◆ **What is expected**
Can you rewrite the entries as a Markdown table with the columns Row and Line, numbering each line and leaving out blank lines? Cover only the part that opens with the line containing "Look at the image above and tell me whether any brick" and closes with the line containing "[0,11,22,38]", both included.
++++ Extracted data ++++
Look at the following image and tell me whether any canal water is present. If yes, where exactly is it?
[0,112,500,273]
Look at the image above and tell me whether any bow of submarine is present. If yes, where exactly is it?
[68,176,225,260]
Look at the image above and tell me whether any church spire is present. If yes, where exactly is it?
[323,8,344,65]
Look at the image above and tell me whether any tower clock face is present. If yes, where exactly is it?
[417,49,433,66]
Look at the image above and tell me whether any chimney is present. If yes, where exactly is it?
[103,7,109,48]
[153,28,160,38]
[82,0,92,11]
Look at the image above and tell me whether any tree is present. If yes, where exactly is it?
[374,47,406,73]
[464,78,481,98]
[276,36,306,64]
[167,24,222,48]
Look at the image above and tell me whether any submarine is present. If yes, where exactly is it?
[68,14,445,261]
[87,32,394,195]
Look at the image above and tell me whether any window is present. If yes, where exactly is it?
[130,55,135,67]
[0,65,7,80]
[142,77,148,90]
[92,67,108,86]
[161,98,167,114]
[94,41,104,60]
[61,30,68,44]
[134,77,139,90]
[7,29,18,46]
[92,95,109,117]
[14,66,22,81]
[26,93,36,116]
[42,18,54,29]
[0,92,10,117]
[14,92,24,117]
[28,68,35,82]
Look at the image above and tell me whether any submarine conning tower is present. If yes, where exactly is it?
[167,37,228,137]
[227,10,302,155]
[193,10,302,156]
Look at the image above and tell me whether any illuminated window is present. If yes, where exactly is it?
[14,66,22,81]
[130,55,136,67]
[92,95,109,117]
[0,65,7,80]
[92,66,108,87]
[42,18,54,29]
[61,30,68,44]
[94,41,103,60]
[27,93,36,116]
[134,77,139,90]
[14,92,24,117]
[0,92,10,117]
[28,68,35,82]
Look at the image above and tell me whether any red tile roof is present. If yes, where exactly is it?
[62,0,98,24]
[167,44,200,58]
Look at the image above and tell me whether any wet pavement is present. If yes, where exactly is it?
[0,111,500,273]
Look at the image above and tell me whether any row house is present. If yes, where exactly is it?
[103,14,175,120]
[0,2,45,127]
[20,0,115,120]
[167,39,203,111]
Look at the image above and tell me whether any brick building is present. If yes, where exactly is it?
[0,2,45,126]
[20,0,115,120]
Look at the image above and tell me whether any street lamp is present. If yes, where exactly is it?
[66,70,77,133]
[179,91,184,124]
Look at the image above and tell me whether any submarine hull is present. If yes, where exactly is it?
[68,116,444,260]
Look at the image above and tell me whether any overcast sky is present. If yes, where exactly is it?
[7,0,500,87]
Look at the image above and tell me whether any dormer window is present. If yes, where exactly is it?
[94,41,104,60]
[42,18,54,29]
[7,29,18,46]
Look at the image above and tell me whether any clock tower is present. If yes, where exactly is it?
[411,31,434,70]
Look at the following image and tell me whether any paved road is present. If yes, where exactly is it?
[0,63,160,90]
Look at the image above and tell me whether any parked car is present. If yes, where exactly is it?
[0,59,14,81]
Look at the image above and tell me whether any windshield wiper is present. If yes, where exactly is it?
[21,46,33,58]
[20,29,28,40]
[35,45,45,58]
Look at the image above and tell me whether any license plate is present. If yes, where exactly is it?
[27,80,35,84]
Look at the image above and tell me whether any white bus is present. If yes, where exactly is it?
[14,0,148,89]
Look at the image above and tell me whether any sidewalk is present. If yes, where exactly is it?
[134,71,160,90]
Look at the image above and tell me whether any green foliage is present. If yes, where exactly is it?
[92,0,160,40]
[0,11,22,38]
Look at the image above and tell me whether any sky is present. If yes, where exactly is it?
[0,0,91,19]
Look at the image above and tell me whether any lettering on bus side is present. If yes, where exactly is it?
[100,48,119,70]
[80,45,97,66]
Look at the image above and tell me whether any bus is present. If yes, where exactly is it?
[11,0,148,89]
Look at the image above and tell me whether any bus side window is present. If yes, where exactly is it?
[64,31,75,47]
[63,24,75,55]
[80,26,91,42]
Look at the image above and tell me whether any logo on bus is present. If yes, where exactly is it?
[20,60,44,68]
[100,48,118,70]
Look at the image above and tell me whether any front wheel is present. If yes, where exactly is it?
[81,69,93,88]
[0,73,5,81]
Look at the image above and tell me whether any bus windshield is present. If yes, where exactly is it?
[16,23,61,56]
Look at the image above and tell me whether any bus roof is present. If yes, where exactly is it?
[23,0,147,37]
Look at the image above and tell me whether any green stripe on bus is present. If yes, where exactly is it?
++++
◆ **Problem solution**
| Row | Line |
|---|---|
| 1 | Look at the image above and tell me whether any brick building is present. If yes, where exactly is it? |
| 2 | [0,2,45,126] |
| 3 | [20,0,115,120] |
| 4 | Look at the image above and tell me whether any street lamp is present. If yes, where exactly is it? |
| 5 | [66,70,77,133] |
| 6 | [179,91,184,124] |
| 7 | Look at the image above and tell me whether any submarine hull is present. If yes, where exactly is it? |
| 8 | [68,116,444,260] |
| 9 | Look at the image above and tell me whether any overcast sky is present. If yes, where exactly is it? |
| 10 | [7,0,500,87] |
| 11 | Look at the image above and tell me whether any dormer window is present. If yes, where exactly is it? |
| 12 | [94,41,104,60] |
| 13 | [42,18,54,29] |
| 14 | [7,29,18,46] |
| 15 | Look at the image above and tell me whether any clock tower is present. If yes, where exactly is it? |
| 16 | [411,31,434,70] |
| 17 | Look at the following image and tell me whether any paved road is present. If yes, where exactly is it? |
| 18 | [0,63,160,90] |
| 19 | Look at the image above and tell me whether any parked car is present. If yes, where exactly is it? |
| 20 | [0,59,14,81] |
| 21 | Look at the image above and tell me whether any windshield wiper is present. If yes, where exactly is it? |
| 22 | [21,46,33,58] |
| 23 | [20,29,28,40] |
| 24 | [35,45,45,58] |
| 25 | Look at the image above and tell me whether any license plate is present. If yes, where exactly is it? |
| 26 | [27,80,35,84] |
| 27 | Look at the image above and tell me whether any white bus is present. If yes, where exactly is it? |
| 28 | [14,0,148,89] |
| 29 | Look at the image above and tell me whether any sidewalk is present. If yes, where exactly is it? |
| 30 | [134,71,160,90] |
| 31 | Look at the image above and tell me whether any green foliage is present. If yes, where exactly is it? |
| 32 | [92,0,160,40] |
| 33 | [0,11,22,38] |